++++ TEXT SHOWN ++++

Glossdown — an open format for pronunciation/term correction glossaries (.gloss.md)

Readme

Glossdown

An open, human-writable format for pronunciation / term correction glossaries, distributed as .gloss.md files.

A Glossdown file is plain Markdown — YAML frontmatter for metadata plus a Markdown table of entries.

English:

---
glossdown: "1.0"
name: Engineering terms
locale: en
license: CC-BY-4.0
---

| term | aliases |
|---|---|
| Kubernetes | k8s, kube, coobernetties |
| Anthropic | anthropic, and tropic |
| Worcestershire | woost-er-sher, worcester |

Japanese:

---
glossdown: "1.0"
name: 医療用語(循環器)
locale: ja
license: CC-BY-4.0
---

| term | aliases |
|---|---|
| 心房細動 | しんぼうさいどう, AF, Afib, エーエフ |
| アブレーション | あぶれーしょん, ablation |
  • term — the canonical surface form (the output). Always present.
  • aliases — a comma-separated, ordered list of keys that should resolve to term. The first entry is the primary key (treated as the preferred match and the sort key); the rest are equal.
    • Japanese: put the reading (kana) first — the surface is kanji, so the reading can't be derived reliably for proper nouns (江島 → the engine guesses えしま, missing えじま), and kana is the natural sort order.

++++

- _SET OF TASKS_
**A)** According to the Glossdown readme, what role does the first entry in the aliases list play?
**B)** Continue the Glossdown readme from where it stops.
The data that follows comes from a different source than the Glossdown readme.

++++ RECORDED DATA ++++

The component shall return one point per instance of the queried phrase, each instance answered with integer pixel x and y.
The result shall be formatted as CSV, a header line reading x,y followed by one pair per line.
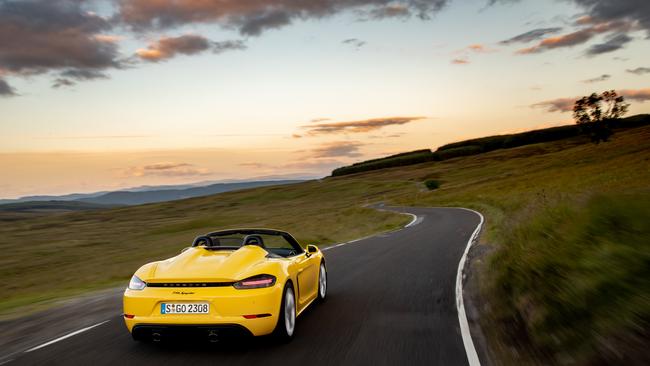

++++

- _OUTPUTS BY TASK_
**A)** It is the primary key, treated as the preferred match and the sort key.

**B)**
    • English: the phonetic key is derived from the spelling via double-metaphone, so you usually don't write a reading — aliases is just misrecognitions/acronyms (e.g. ASR hears "and tropic" → corrected to "Anthropic"), and entries sort by term. Add a sounds-like first entry only for irregular words (Worcestershire, Siobhan).
    • The comma is the separator, so it never appears inside an alias; other punctuation is fine (.NET, C++, node.js).

Frontmatter: glossdown (format version, quoted) and name are required. locale is optional — a label for single-language packs; matching routes per entry by script (kana/kanji vs Latin), so one file can freely mix languages (e.g. a personal glossary with both Japanese names and English jargon).

Output-side, not input-side

Unlike classic pronunciation lexicons (W3C PLS, ASR custom vocabularies) that tell a speech engine how to pronounce or bias toward words, Glossdown is an output-side correction glossary: its phonetic keys are used to match an ASR engine's already-emitted (and possibly wrong) text back to a canonical term. The engine never consumes the glossary, so it works even with on-device engines that expose no vocabulary-biasing API.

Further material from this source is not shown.